• Data records:

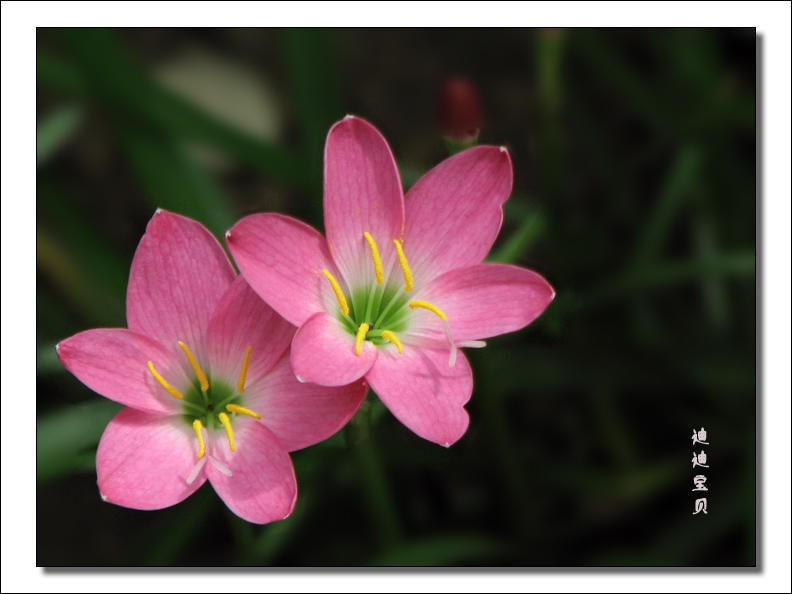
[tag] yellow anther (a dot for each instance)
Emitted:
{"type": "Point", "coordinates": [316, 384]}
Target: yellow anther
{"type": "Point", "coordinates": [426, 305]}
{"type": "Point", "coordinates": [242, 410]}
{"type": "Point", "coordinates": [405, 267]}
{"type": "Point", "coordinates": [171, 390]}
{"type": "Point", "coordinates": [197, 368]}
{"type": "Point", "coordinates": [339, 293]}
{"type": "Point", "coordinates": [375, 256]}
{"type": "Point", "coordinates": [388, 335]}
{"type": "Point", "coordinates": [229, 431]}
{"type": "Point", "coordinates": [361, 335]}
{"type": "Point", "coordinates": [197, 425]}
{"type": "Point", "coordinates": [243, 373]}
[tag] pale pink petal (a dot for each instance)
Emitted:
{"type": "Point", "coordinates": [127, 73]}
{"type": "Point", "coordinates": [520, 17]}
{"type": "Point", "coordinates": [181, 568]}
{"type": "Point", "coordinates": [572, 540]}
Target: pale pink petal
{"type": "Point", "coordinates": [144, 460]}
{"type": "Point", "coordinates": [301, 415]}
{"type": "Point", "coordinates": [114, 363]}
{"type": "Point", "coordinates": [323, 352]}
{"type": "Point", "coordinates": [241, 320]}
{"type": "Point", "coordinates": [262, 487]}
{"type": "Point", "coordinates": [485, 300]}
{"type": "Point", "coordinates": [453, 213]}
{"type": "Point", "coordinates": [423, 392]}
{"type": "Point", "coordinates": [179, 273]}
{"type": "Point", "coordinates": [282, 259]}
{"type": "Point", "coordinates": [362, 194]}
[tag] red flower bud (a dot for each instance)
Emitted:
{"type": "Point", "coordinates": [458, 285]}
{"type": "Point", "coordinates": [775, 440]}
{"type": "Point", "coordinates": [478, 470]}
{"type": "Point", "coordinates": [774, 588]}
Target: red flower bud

• Aim of the task:
Exactly as written, give again every line from the one containing "[tag] red flower" through the last line of the material above, and no other lines.

• Answer section:
[tag] red flower bud (a dot for each instance)
Emitted:
{"type": "Point", "coordinates": [458, 285]}
{"type": "Point", "coordinates": [775, 440]}
{"type": "Point", "coordinates": [478, 470]}
{"type": "Point", "coordinates": [774, 588]}
Target: red flower bud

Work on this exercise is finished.